- 371 -

НАЧАЛО НОВОЙ ЖИЗНИ

 

Ближайший населенный пункт от нас в шести километрах. Это деревушка Плахнно. Оттуда каждый день привозят хлеб. Наскоро делаем шалаши. Потом приступаем к строительству барака на зиму.

Мастер Черемшанского участка литовец Стасионис — бывший офицер литовской армии. Он тут в ссылке с 1941 года. К нему приехала жена, которая работает в конторе пункта. У нее есть паспорт и вместе с ним — право на свободное передвижение. Это в здешних условиях очень важно для снабжения.

Первое время нам не привозят даже соли. Живем буквально на хлебе и воде. Только после долгих требований привозят соль. Ни у кого нет даже котелка. Собранные в лесу грибы можем только жарить на костре. Километрах в восьми от нас, за лесом, убранное картофельное поле деревни Плахино. Там можно еще накопать порядочно картошки. Мы туда часто ходим. Но и картошку можем только печь на углях.

Записи для разметки ограничивающими рамками:
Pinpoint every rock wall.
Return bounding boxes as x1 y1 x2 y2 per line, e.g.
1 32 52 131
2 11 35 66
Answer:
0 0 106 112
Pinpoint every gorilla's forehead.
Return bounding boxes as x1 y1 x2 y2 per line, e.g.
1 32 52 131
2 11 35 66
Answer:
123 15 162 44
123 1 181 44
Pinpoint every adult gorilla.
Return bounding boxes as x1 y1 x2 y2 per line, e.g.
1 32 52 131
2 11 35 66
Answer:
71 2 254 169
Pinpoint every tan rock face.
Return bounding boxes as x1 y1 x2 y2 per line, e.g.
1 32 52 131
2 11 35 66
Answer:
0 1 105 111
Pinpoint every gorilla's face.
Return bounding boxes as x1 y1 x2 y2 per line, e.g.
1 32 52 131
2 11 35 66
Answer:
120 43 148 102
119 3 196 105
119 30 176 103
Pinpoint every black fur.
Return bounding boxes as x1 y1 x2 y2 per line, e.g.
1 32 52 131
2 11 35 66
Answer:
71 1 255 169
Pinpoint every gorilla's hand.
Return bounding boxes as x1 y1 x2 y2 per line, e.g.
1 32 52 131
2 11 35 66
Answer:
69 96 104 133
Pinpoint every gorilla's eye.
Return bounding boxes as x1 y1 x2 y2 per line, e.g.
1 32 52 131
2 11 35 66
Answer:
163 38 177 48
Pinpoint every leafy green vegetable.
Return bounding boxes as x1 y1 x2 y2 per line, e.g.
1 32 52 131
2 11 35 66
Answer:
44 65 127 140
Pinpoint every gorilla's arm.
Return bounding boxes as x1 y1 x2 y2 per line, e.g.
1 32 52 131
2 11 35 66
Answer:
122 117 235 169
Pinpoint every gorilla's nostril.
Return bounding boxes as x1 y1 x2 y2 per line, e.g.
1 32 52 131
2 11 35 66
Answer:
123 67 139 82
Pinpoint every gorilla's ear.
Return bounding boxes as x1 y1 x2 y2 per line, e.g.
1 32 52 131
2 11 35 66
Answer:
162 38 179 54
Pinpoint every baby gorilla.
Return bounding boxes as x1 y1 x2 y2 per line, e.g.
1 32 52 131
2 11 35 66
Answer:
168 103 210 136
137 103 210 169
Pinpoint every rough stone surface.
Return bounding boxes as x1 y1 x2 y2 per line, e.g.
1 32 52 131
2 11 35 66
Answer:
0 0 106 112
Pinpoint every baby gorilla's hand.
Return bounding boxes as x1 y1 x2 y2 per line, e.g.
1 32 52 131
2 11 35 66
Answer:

Письменное задание – Допишите текст «Начало новой жизни» о первых днях на Черемшанском участке, продолжив его сразу после последнего приведённого предложения.

Решённая задача –
Каждый день требуем привезти нам котелки, кружки, ложки, тарелки. Самое большое богатство, какое здесь пока тоже не все имеют, это старая консервная банка — она и котелок, и тарелка, и кружка.

Наконец привезли эмалированные кастрюльки. Но смотрим — у них только но одной ручке сбоку. В раймаге залежались детские ночные горшочки, вот и нашли для них сбыт. Но и эти «кастрюльки» не всем достаются. У меня нет денег и на это. Обхожусь консервной банкой.

Так началась наша новая жизнь.

Строим бараки. Кто соображает в плотницком деле, те строят. Я зачислен в заготовители. Работаем вдвоем. Мой напарник — Муравьев, тоже арестованный в 1937 году коммунист, бывший командир Красной Армии. Мы хорошо

 

- 372 -

понимаем друг друга. У него работа спорится, он работать умеет и любит. Муравьев переписывается с домашними, но денег ему тоже никто не присылает. За картошкой на плахинское поле ходим вместе.

Муравьев по натуре беспечный лирик и фантазер. У него золотые руки и изобретательный ум. Он вечно что-то придумывает, чтобы создать кое-какие удобства в нашей новой жизни.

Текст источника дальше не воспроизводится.